Arrange the data, from the line containing "[mask] outline goal net" (included) through the end, as a Markdown table with the columns Row and Line. Give each non-blank line its own numbered row, and skip blank lines.

### Records for the task
----

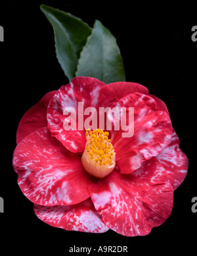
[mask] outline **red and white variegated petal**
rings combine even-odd
[[[155,95],[152,95],[151,94],[148,94],[148,96],[151,97],[152,98],[153,98],[155,100],[156,105],[157,105],[158,111],[165,111],[169,116],[167,107],[166,105],[164,103],[164,102],[163,101],[162,101],[162,99],[160,99],[158,98],[157,97],[156,97]]]
[[[62,86],[53,97],[47,110],[48,127],[53,136],[55,136],[72,152],[83,152],[86,139],[85,130],[78,128],[78,103],[83,103],[84,110],[95,107],[98,113],[100,107],[108,107],[117,100],[114,91],[98,79],[89,77],[76,77],[72,82]],[[66,131],[63,126],[64,110],[72,107],[76,113],[76,130]],[[81,116],[83,115],[79,114]],[[67,116],[66,116],[67,117]],[[85,121],[85,118],[84,118]]]
[[[174,130],[168,146],[156,158],[166,170],[169,180],[176,190],[187,174],[188,161],[179,147],[179,140]]]
[[[116,97],[121,99],[129,94],[139,92],[142,94],[148,94],[148,90],[141,84],[129,82],[116,82],[108,84],[108,86],[114,91]]]
[[[89,175],[81,157],[51,136],[47,127],[26,136],[16,147],[13,166],[23,193],[42,205],[73,205],[89,197]]]
[[[41,127],[47,126],[47,109],[50,100],[56,91],[46,93],[37,103],[31,107],[21,118],[17,132],[16,143]]]
[[[157,111],[154,99],[139,93],[121,98],[114,107],[134,108],[133,136],[122,138],[123,130],[112,131],[116,165],[121,173],[131,173],[167,147],[171,136],[171,120],[165,112]]]
[[[155,157],[132,174],[112,172],[89,191],[103,222],[126,236],[147,235],[169,217],[173,207],[173,190]]]
[[[34,205],[37,217],[49,225],[66,230],[103,233],[109,230],[90,199],[74,205]]]

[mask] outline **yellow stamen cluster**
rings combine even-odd
[[[115,167],[116,153],[108,136],[108,132],[102,130],[86,130],[87,143],[82,163],[89,173],[97,177],[104,177]]]

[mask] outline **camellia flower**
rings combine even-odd
[[[65,130],[64,110],[134,108],[134,133]],[[80,117],[80,116],[79,116]],[[24,115],[16,134],[14,170],[35,215],[66,230],[145,236],[170,215],[188,159],[164,103],[136,83],[108,85],[76,77],[47,93]]]

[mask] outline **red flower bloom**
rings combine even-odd
[[[121,138],[121,131],[112,131],[110,141],[98,130],[66,131],[64,109],[77,109],[78,102],[98,112],[100,107],[134,107],[133,136]],[[173,190],[187,172],[188,159],[165,105],[135,83],[106,85],[75,78],[24,115],[16,138],[13,166],[21,190],[34,203],[38,218],[67,230],[110,228],[127,236],[147,235],[169,216]],[[112,170],[93,178],[99,166],[100,172]]]

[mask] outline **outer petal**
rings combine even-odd
[[[131,174],[112,172],[89,191],[103,222],[127,236],[147,235],[168,218],[173,207],[173,188],[154,157]]]
[[[26,137],[14,153],[18,183],[33,203],[67,205],[89,197],[89,175],[81,157],[66,150],[51,136],[47,127]]]
[[[156,158],[167,170],[169,181],[176,190],[187,174],[188,161],[180,149],[179,140],[174,130],[168,146]]]
[[[116,82],[111,83],[108,86],[114,91],[116,97],[121,99],[129,94],[139,92],[142,94],[148,94],[148,90],[141,84],[128,82]]]
[[[47,126],[47,106],[56,91],[52,91],[46,93],[37,104],[24,115],[19,122],[16,132],[17,144],[32,132],[39,128]]]
[[[34,211],[45,223],[66,230],[103,233],[109,229],[102,221],[90,199],[75,205],[34,205]]]
[[[145,160],[156,156],[168,145],[171,123],[168,115],[158,111],[156,101],[141,93],[129,94],[112,107],[134,107],[134,134],[122,138],[122,130],[112,131],[116,165],[121,173],[131,173]]]
[[[86,139],[85,130],[78,130],[78,103],[83,103],[84,109],[92,107],[98,111],[100,107],[110,106],[117,100],[113,90],[98,79],[76,77],[66,86],[62,86],[53,97],[47,111],[48,127],[51,135],[55,136],[72,152],[82,152]],[[73,107],[77,114],[77,130],[66,131],[63,127],[64,109]],[[83,114],[79,114],[81,117]]]
[[[156,97],[155,95],[152,95],[151,94],[148,94],[148,96],[151,97],[152,98],[153,98],[155,100],[156,105],[157,105],[158,111],[165,111],[169,116],[167,107],[166,105],[164,103],[164,102],[163,101],[162,101],[162,99],[160,99],[158,98],[157,97]]]

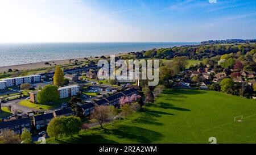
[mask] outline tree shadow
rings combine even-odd
[[[167,89],[163,91],[163,94],[175,95],[175,98],[187,98],[184,95],[196,95],[205,93],[207,93],[203,91],[189,89],[175,89],[172,90]]]
[[[128,139],[139,143],[152,143],[162,137],[159,132],[133,125],[122,125],[110,132],[119,139]]]
[[[116,144],[117,142],[106,139],[101,135],[97,133],[82,133],[76,135],[68,138],[56,140],[60,143],[68,144],[98,144],[98,143],[111,143]]]
[[[161,108],[164,108],[164,109],[173,109],[173,110],[179,110],[179,111],[191,111],[191,110],[189,109],[174,107],[174,105],[172,104],[165,103],[165,102],[160,102],[156,104],[152,104],[151,105],[150,105],[150,106],[153,106],[154,107]],[[158,111],[158,112],[163,112]]]

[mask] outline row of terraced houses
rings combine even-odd
[[[81,107],[84,115],[89,116],[94,111],[95,106],[102,105],[118,106],[119,105],[119,100],[122,97],[130,97],[134,94],[138,94],[138,91],[137,89],[132,88],[96,102],[86,103],[83,104],[77,104]],[[21,133],[24,128],[26,128],[29,131],[31,131],[32,127],[36,129],[39,129],[42,128],[46,127],[51,120],[54,118],[62,116],[68,116],[73,115],[73,111],[71,108],[57,110],[51,113],[36,116],[28,115],[28,118],[0,122],[0,132],[5,129],[11,129],[14,131],[16,133]]]
[[[32,83],[40,81],[41,76],[39,74],[2,79],[0,80],[0,90],[6,89],[7,87],[14,86],[19,86],[22,83]]]

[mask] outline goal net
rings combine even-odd
[[[243,120],[243,115],[236,116],[234,118],[234,122],[241,122]]]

----

### The solution
| Row | Line |
|---|---|
| 1 | [mask] outline goal net |
| 2 | rings combine even-odd |
| 3 | [[[243,120],[243,115],[236,116],[234,118],[234,122],[241,122]]] |